GIVEN TEXT —
-=-=-
The last time I laid eyes on my daddy was a Monday afternoon, June 21, 1994. He came to take me to lunch at Western Sizzlin’ in Bedford, Texas. He lived in Dallas, and I lived in Fort Worth, but I worked in Bedford. I was 26 years old and 7 months pregnant with my youngest. My husband, now ex-husband had been thrown into a rehab facility 6 days earlier strung out on meth and dad was checking on me.
Dad choked on his steak. Like full blown choked and vomited up his lunch right there on the table. He was embarrassed, and just said he thought it was his hiatal hernia that caused it. We went on about our dinner, after cleaning up, enjoyed visiting for a bit and then hugged each other goodbye. Two days later he was dead. He had a massive heart attack on June 23rd, 1994.
Life is fickle; ever changing, ironic, paradoxical. It is full of sadness, loss, excitement and surprise. It is also different than even my young eyes believed. We all see things from our framework and perspective at the time. Daddy left us when I was around 10 years old, died when I was 26 and I remembered the abuse when I was 40.
He moved to a rat hole apartment in Dallas and made very little money. He paid an occasional child support check, but, very infrequent. We lived in squalor, sometimes with electricity and water, sometimes without. Sometimes we even had food to eat and occasionally we had some change to walk a mile or two to the local laundry mat to wash some clothes. Most of the time we washed them in the sink and hung them out on a chair in front of the stand-up furnace we had for heating. We even used laundry soap when we had it.
-=-=-
DATA LINES —
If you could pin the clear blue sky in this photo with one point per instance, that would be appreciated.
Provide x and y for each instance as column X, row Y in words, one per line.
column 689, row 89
-=-=-
Reproduce verbatim the stretch of the text about the writer's father from "Life is fickle;" through "when we had it.". This data comes from a different source than the text about the writer's father.

Life is fickle; ever changing, ironic, paradoxical. It is full of sadness, loss, excitement and surprise. It is also different than even my young eyes believed. We all see things from our framework and perspective at the time. Daddy left us when I was around 10 years old, died when I was 26 and I remembered the abuse when I was 40.
He moved to a rat hole apartment in Dallas and made very little money. He paid an occasional child support check, but, very infrequent. We lived in squalor, sometimes with electricity and water, sometimes without. Sometimes we even had food to eat and occasionally we had some change to walk a mile or two to the local laundry mat to wash some clothes. Most of the time we washed them in the sink and hung them out on a chair in front of the stand-up furnace we had for heating. We even used laundry soap when we had it.